TASK DESCRIPTION -> Every record is to be copied unchanged, except that its pictures are removed.

*** Opening of DATA EXTRACTS ***

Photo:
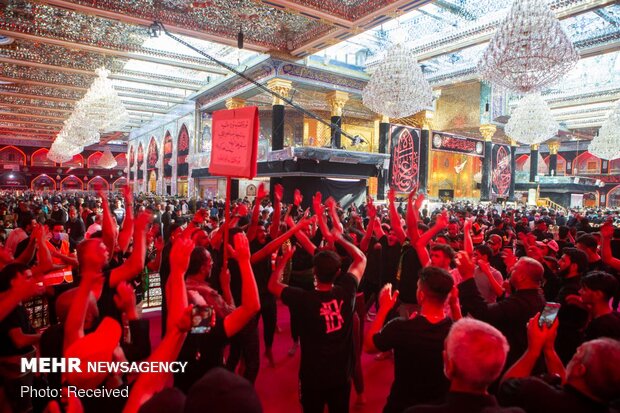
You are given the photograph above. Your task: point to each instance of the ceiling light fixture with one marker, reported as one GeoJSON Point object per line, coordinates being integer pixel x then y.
{"type": "Point", "coordinates": [531, 122]}
{"type": "Point", "coordinates": [529, 50]}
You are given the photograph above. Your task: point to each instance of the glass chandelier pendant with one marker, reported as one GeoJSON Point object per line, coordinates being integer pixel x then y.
{"type": "Point", "coordinates": [398, 88]}
{"type": "Point", "coordinates": [103, 105]}
{"type": "Point", "coordinates": [529, 50]}
{"type": "Point", "coordinates": [607, 144]}
{"type": "Point", "coordinates": [107, 161]}
{"type": "Point", "coordinates": [532, 121]}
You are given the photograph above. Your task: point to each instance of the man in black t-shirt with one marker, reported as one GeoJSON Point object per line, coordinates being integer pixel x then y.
{"type": "Point", "coordinates": [326, 328]}
{"type": "Point", "coordinates": [417, 342]}
{"type": "Point", "coordinates": [597, 289]}
{"type": "Point", "coordinates": [474, 357]}
{"type": "Point", "coordinates": [591, 383]}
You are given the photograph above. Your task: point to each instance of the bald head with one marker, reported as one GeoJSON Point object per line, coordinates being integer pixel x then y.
{"type": "Point", "coordinates": [594, 368]}
{"type": "Point", "coordinates": [527, 273]}
{"type": "Point", "coordinates": [475, 353]}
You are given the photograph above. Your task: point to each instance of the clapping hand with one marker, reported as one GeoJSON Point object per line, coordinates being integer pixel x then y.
{"type": "Point", "coordinates": [180, 253]}
{"type": "Point", "coordinates": [241, 251]}
{"type": "Point", "coordinates": [465, 265]}
{"type": "Point", "coordinates": [387, 299]}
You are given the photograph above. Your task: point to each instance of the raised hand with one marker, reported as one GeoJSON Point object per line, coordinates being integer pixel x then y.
{"type": "Point", "coordinates": [442, 219]}
{"type": "Point", "coordinates": [127, 194]}
{"type": "Point", "coordinates": [391, 195]}
{"type": "Point", "coordinates": [297, 197]}
{"type": "Point", "coordinates": [143, 220]}
{"type": "Point", "coordinates": [330, 202]}
{"type": "Point", "coordinates": [25, 288]}
{"type": "Point", "coordinates": [387, 299]}
{"type": "Point", "coordinates": [607, 230]}
{"type": "Point", "coordinates": [241, 251]}
{"type": "Point", "coordinates": [125, 298]}
{"type": "Point", "coordinates": [278, 192]}
{"type": "Point", "coordinates": [180, 254]}
{"type": "Point", "coordinates": [262, 192]}
{"type": "Point", "coordinates": [465, 265]}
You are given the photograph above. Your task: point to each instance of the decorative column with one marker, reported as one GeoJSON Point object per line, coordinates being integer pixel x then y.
{"type": "Point", "coordinates": [487, 131]}
{"type": "Point", "coordinates": [554, 146]}
{"type": "Point", "coordinates": [234, 103]}
{"type": "Point", "coordinates": [283, 88]}
{"type": "Point", "coordinates": [336, 101]}
{"type": "Point", "coordinates": [533, 162]}
{"type": "Point", "coordinates": [384, 132]}
{"type": "Point", "coordinates": [425, 136]}
{"type": "Point", "coordinates": [513, 169]}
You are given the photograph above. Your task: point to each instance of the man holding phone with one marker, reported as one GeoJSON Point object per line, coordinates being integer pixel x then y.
{"type": "Point", "coordinates": [510, 315]}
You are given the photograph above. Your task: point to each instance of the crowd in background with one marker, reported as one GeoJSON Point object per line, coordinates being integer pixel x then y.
{"type": "Point", "coordinates": [453, 293]}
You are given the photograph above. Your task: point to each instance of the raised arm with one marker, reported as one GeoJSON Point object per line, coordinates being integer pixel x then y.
{"type": "Point", "coordinates": [320, 216]}
{"type": "Point", "coordinates": [358, 265]}
{"type": "Point", "coordinates": [179, 322]}
{"type": "Point", "coordinates": [413, 216]}
{"type": "Point", "coordinates": [260, 194]}
{"type": "Point", "coordinates": [607, 232]}
{"type": "Point", "coordinates": [395, 223]}
{"type": "Point", "coordinates": [135, 263]}
{"type": "Point", "coordinates": [109, 228]}
{"type": "Point", "coordinates": [441, 223]}
{"type": "Point", "coordinates": [250, 303]}
{"type": "Point", "coordinates": [275, 244]}
{"type": "Point", "coordinates": [301, 237]}
{"type": "Point", "coordinates": [540, 340]}
{"type": "Point", "coordinates": [125, 234]}
{"type": "Point", "coordinates": [372, 213]}
{"type": "Point", "coordinates": [468, 243]}
{"type": "Point", "coordinates": [274, 228]}
{"type": "Point", "coordinates": [276, 286]}
{"type": "Point", "coordinates": [387, 300]}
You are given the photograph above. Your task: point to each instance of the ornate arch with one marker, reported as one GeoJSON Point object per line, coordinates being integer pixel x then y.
{"type": "Point", "coordinates": [76, 162]}
{"type": "Point", "coordinates": [18, 158]}
{"type": "Point", "coordinates": [182, 152]}
{"type": "Point", "coordinates": [93, 159]}
{"type": "Point", "coordinates": [168, 149]}
{"type": "Point", "coordinates": [71, 183]}
{"type": "Point", "coordinates": [98, 181]}
{"type": "Point", "coordinates": [39, 158]}
{"type": "Point", "coordinates": [586, 163]}
{"type": "Point", "coordinates": [43, 182]}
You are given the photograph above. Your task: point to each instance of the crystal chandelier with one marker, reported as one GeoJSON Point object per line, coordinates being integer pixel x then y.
{"type": "Point", "coordinates": [529, 51]}
{"type": "Point", "coordinates": [103, 105]}
{"type": "Point", "coordinates": [398, 88]}
{"type": "Point", "coordinates": [80, 130]}
{"type": "Point", "coordinates": [107, 161]}
{"type": "Point", "coordinates": [607, 144]}
{"type": "Point", "coordinates": [532, 121]}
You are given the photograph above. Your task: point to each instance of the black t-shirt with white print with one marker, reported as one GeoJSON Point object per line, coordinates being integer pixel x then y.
{"type": "Point", "coordinates": [326, 332]}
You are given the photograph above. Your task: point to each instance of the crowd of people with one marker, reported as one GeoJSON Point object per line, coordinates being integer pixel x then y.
{"type": "Point", "coordinates": [457, 296]}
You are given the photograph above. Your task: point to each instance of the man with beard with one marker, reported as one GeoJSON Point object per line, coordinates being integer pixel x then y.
{"type": "Point", "coordinates": [573, 319]}
{"type": "Point", "coordinates": [75, 228]}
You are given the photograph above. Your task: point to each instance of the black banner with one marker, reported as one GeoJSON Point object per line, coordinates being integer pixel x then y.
{"type": "Point", "coordinates": [452, 143]}
{"type": "Point", "coordinates": [405, 158]}
{"type": "Point", "coordinates": [500, 170]}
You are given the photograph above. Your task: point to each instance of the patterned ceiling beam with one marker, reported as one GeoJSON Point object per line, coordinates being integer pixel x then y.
{"type": "Point", "coordinates": [29, 115]}
{"type": "Point", "coordinates": [369, 21]}
{"type": "Point", "coordinates": [449, 43]}
{"type": "Point", "coordinates": [99, 8]}
{"type": "Point", "coordinates": [33, 108]}
{"type": "Point", "coordinates": [126, 75]}
{"type": "Point", "coordinates": [46, 38]}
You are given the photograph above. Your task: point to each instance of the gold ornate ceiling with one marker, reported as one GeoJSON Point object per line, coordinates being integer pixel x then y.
{"type": "Point", "coordinates": [49, 49]}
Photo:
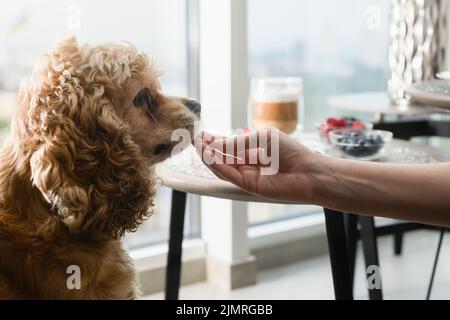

*** Close of DATA EXTRACTS ***

COMPLETED TASK ->
Photo:
You are given the photograph above. Your task: point to each instance of the ceiling light fixture with one marker, reported as one GeoJSON Point object per line, coordinates being integer pixel x then y.
{"type": "Point", "coordinates": [531, 122]}
{"type": "Point", "coordinates": [529, 50]}
You are given the photograph above. Your task: point to each instance of the glass chandelier pendant with one marker, reported as one GeoJSON Point object per line, coordinates being integer pixel x then y.
{"type": "Point", "coordinates": [398, 88]}
{"type": "Point", "coordinates": [103, 105]}
{"type": "Point", "coordinates": [529, 50]}
{"type": "Point", "coordinates": [607, 144]}
{"type": "Point", "coordinates": [107, 161]}
{"type": "Point", "coordinates": [532, 121]}
You are given the photograph above. Your task: point to each instance of the man in black t-shirt with one marker, reported as one GeoJSON Point object per line, coordinates being integer pixel x then y.
{"type": "Point", "coordinates": [326, 328]}
{"type": "Point", "coordinates": [417, 342]}
{"type": "Point", "coordinates": [597, 289]}
{"type": "Point", "coordinates": [474, 357]}
{"type": "Point", "coordinates": [591, 383]}
You are given the photograph above. Your task: point to each instance of the bald head with one marker, reported as one GeoJSON Point object per line, coordinates being integer pixel x then y.
{"type": "Point", "coordinates": [594, 368]}
{"type": "Point", "coordinates": [527, 273]}
{"type": "Point", "coordinates": [475, 353]}
You are given the photograph above. Your task: point to each instance of the clapping hand with one marker, reported as one GeoJSON Point object per line, coordinates being integer pixel x then y.
{"type": "Point", "coordinates": [180, 253]}
{"type": "Point", "coordinates": [241, 251]}
{"type": "Point", "coordinates": [465, 265]}
{"type": "Point", "coordinates": [387, 299]}
You are given the photograph above. Your task: point to each instance of the raised hand with one marker, reported as one GeoJSON Point object per line, coordinates being integer pixel x then y.
{"type": "Point", "coordinates": [442, 219]}
{"type": "Point", "coordinates": [127, 194]}
{"type": "Point", "coordinates": [391, 195]}
{"type": "Point", "coordinates": [297, 197]}
{"type": "Point", "coordinates": [143, 220]}
{"type": "Point", "coordinates": [330, 202]}
{"type": "Point", "coordinates": [25, 288]}
{"type": "Point", "coordinates": [387, 299]}
{"type": "Point", "coordinates": [607, 230]}
{"type": "Point", "coordinates": [241, 251]}
{"type": "Point", "coordinates": [125, 298]}
{"type": "Point", "coordinates": [278, 192]}
{"type": "Point", "coordinates": [180, 254]}
{"type": "Point", "coordinates": [262, 192]}
{"type": "Point", "coordinates": [465, 265]}
You are given the photograph above. Your task: point to each instance of the decorative column with one marker, reported as one GeoJSON Point object per line, coordinates being integer pixel x then y.
{"type": "Point", "coordinates": [487, 131]}
{"type": "Point", "coordinates": [554, 146]}
{"type": "Point", "coordinates": [234, 103]}
{"type": "Point", "coordinates": [283, 88]}
{"type": "Point", "coordinates": [336, 101]}
{"type": "Point", "coordinates": [533, 162]}
{"type": "Point", "coordinates": [384, 132]}
{"type": "Point", "coordinates": [425, 136]}
{"type": "Point", "coordinates": [513, 169]}
You are given the photograph above. Your task: point to each instance of the man holding phone with one marker, reported as one GeoJSON Point object per line, coordinates being integer pixel x then y.
{"type": "Point", "coordinates": [510, 315]}
You are given the photograph above. Your task: point to each instance of the crowd in background with one marker, reported as one GeoJSON Point object per line, coordinates being integer pixel x then y.
{"type": "Point", "coordinates": [453, 293]}
You are given the photograph above. Your task: point to each instance of the raised arm with one marker, reported as one GeoJSON Point object per line, coordinates being integer pixel x then y.
{"type": "Point", "coordinates": [320, 216]}
{"type": "Point", "coordinates": [358, 265]}
{"type": "Point", "coordinates": [179, 322]}
{"type": "Point", "coordinates": [413, 216]}
{"type": "Point", "coordinates": [260, 194]}
{"type": "Point", "coordinates": [607, 232]}
{"type": "Point", "coordinates": [395, 223]}
{"type": "Point", "coordinates": [135, 263]}
{"type": "Point", "coordinates": [109, 228]}
{"type": "Point", "coordinates": [441, 223]}
{"type": "Point", "coordinates": [250, 303]}
{"type": "Point", "coordinates": [275, 244]}
{"type": "Point", "coordinates": [301, 237]}
{"type": "Point", "coordinates": [540, 340]}
{"type": "Point", "coordinates": [125, 234]}
{"type": "Point", "coordinates": [372, 213]}
{"type": "Point", "coordinates": [468, 243]}
{"type": "Point", "coordinates": [274, 228]}
{"type": "Point", "coordinates": [276, 286]}
{"type": "Point", "coordinates": [387, 300]}
You are given the photograph above. Your task: point to each instance of the ornate arch with one marker, reported as one GeoJSON Point object per line, coordinates being integer pixel x then y.
{"type": "Point", "coordinates": [76, 162]}
{"type": "Point", "coordinates": [18, 158]}
{"type": "Point", "coordinates": [182, 152]}
{"type": "Point", "coordinates": [93, 159]}
{"type": "Point", "coordinates": [168, 149]}
{"type": "Point", "coordinates": [71, 183]}
{"type": "Point", "coordinates": [98, 181]}
{"type": "Point", "coordinates": [39, 158]}
{"type": "Point", "coordinates": [586, 163]}
{"type": "Point", "coordinates": [43, 182]}
You are given the photograph above. Your task: point to each instance of the crystal chandelier with one marker, reported as one GeoJSON Point object per line, coordinates being integer pixel x then y.
{"type": "Point", "coordinates": [529, 51]}
{"type": "Point", "coordinates": [103, 105]}
{"type": "Point", "coordinates": [398, 88]}
{"type": "Point", "coordinates": [80, 130]}
{"type": "Point", "coordinates": [107, 161]}
{"type": "Point", "coordinates": [607, 144]}
{"type": "Point", "coordinates": [532, 121]}
You are given the photograph above. Your task: point to each instance of the black t-shirt with white print with one marker, reported as one GeoJSON Point object per line, coordinates being integer pixel x then y.
{"type": "Point", "coordinates": [326, 332]}
You are given the photograph above. Your task: point to each instance of the crowd of people with one marker, reported as one GeoJSON Point object per line, coordinates being integer pixel x then y.
{"type": "Point", "coordinates": [457, 296]}
You are given the photograph above. Your task: point to each instance of the man with beard with one marker, reported as one GeoJSON Point object per line, coordinates being integer pixel x then y.
{"type": "Point", "coordinates": [573, 319]}
{"type": "Point", "coordinates": [75, 228]}
You are given the photograph above. Your task: point to each instance of the black banner with one marker, reported as one GeoJSON Point object per line, coordinates being integer pixel x then y.
{"type": "Point", "coordinates": [452, 143]}
{"type": "Point", "coordinates": [405, 158]}
{"type": "Point", "coordinates": [500, 170]}
You are given the photograph above. Your task: point to each instance of the patterned ceiling beam with one marker, reported as one GeoJSON Point object per line, coordinates being integer pixel x then y.
{"type": "Point", "coordinates": [29, 115]}
{"type": "Point", "coordinates": [369, 21]}
{"type": "Point", "coordinates": [449, 43]}
{"type": "Point", "coordinates": [99, 8]}
{"type": "Point", "coordinates": [33, 108]}
{"type": "Point", "coordinates": [126, 75]}
{"type": "Point", "coordinates": [46, 38]}
You are given the photograph above. Your task: point to each instance of the gold ornate ceiling with one marker, reported as one GeoJSON Point object per line, coordinates being integer pixel x then y.
{"type": "Point", "coordinates": [49, 49]}
Photo:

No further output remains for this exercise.